++++ PROVIDED RECORDS ++++

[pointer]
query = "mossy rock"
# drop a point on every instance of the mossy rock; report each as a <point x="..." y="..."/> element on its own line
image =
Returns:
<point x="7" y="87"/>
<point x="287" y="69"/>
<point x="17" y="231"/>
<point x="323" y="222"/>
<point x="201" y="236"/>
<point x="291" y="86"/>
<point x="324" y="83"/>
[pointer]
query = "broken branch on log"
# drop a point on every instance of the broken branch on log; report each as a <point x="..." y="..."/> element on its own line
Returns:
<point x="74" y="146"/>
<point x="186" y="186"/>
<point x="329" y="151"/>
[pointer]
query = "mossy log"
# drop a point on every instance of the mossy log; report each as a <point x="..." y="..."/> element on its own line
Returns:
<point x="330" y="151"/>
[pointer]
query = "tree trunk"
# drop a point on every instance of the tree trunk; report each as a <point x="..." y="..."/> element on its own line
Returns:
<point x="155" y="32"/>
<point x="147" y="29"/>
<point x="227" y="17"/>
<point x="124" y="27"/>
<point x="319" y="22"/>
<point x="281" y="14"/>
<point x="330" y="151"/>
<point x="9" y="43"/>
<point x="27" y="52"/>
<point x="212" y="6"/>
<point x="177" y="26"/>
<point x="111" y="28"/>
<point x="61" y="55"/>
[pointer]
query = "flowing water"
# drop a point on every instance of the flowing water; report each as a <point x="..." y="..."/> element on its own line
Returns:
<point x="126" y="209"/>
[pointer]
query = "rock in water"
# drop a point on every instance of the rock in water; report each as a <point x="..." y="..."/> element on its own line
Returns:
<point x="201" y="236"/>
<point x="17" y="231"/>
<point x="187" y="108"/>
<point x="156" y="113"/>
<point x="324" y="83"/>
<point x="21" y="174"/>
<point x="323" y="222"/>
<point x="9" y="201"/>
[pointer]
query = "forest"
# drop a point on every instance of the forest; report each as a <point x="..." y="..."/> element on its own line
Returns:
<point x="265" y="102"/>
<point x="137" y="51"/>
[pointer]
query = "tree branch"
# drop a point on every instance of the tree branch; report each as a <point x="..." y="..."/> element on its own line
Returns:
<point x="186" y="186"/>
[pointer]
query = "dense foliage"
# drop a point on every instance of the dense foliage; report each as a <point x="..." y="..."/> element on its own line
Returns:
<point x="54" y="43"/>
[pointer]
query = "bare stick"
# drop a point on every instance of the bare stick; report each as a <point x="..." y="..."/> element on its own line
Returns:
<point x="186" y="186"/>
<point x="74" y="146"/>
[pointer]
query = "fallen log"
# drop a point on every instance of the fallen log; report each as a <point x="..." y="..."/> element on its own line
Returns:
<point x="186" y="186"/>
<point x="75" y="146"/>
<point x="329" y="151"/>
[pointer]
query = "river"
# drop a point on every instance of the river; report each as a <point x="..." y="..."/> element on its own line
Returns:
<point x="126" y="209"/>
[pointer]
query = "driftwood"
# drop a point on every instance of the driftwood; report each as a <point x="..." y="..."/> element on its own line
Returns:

++++

## REQUIRED WORK
Copy out the entries. Leave every line exactly as it is.

## EXPECTED ANSWER
[pointer]
query = "mossy rock"
# drop a point on every instance of the mossy rock; report each as a <point x="..." y="..."/> element on its own line
image =
Returns:
<point x="7" y="87"/>
<point x="287" y="69"/>
<point x="17" y="231"/>
<point x="323" y="222"/>
<point x="201" y="236"/>
<point x="291" y="86"/>
<point x="324" y="83"/>
[pointer]
query = "broken branch on log"
# drop a point on every instance of the broken branch on log; report each as a <point x="..." y="..."/> element on its own line
Returns:
<point x="74" y="146"/>
<point x="186" y="186"/>
<point x="329" y="151"/>
[pointer]
query = "mossy log"
# drop a point on every instance of the mossy log; report each as a <point x="..." y="..."/> element on its own line
Returns:
<point x="330" y="151"/>
[pointer]
query = "tree trunk"
# drop a point on every instance of the tree trunk; report each as a <point x="..." y="..."/> element on its own line
Returns:
<point x="155" y="32"/>
<point x="147" y="29"/>
<point x="227" y="17"/>
<point x="124" y="27"/>
<point x="319" y="22"/>
<point x="281" y="14"/>
<point x="330" y="151"/>
<point x="9" y="43"/>
<point x="27" y="52"/>
<point x="212" y="6"/>
<point x="177" y="26"/>
<point x="111" y="28"/>
<point x="61" y="55"/>
[pointer]
query = "flowing water"
# drop a point on every instance of the flowing water; report each as a <point x="..." y="..."/> element on its own line
Returns:
<point x="126" y="209"/>
[pointer]
query = "rock in water"
# drop a point on every instance of the rock in water; report each as a <point x="..." y="..."/> element on its own line
Returns:
<point x="201" y="236"/>
<point x="17" y="231"/>
<point x="187" y="108"/>
<point x="156" y="113"/>
<point x="324" y="83"/>
<point x="21" y="174"/>
<point x="323" y="222"/>
<point x="9" y="201"/>
[pointer]
query = "forest"
# drop a point on every instance of the forest; report each as a <point x="..." y="..."/> element on its own line
Returns:
<point x="265" y="102"/>
<point x="137" y="51"/>
[pointer]
query = "tree branch"
# drop a point on every instance of the tree branch; report each as a <point x="..." y="..."/> element on its own line
Returns:
<point x="186" y="186"/>
[pointer]
query = "dense foliage"
# drop a point on every instance of the dense foliage; report each as a <point x="..." y="..."/> element on its own line
Returns:
<point x="54" y="43"/>
[pointer]
query = "bare stick"
# drop a point on every instance of the bare stick; report each as a <point x="..." y="..."/> element on its own line
Returns:
<point x="186" y="186"/>
<point x="74" y="146"/>
[pointer]
query = "fallen log"
# drop a point on every instance of the fallen log; report each as a <point x="..." y="..."/> element on its own line
Returns:
<point x="186" y="186"/>
<point x="75" y="146"/>
<point x="329" y="151"/>
[pointer]
query = "river"
# drop a point on every instance of the river; report each as a <point x="..." y="..."/> element on its own line
Returns:
<point x="126" y="209"/>
[pointer]
query = "driftwood"
# drop a point on every instance of the driftwood; report each as a <point x="..." y="..."/> element on its own line
Returns:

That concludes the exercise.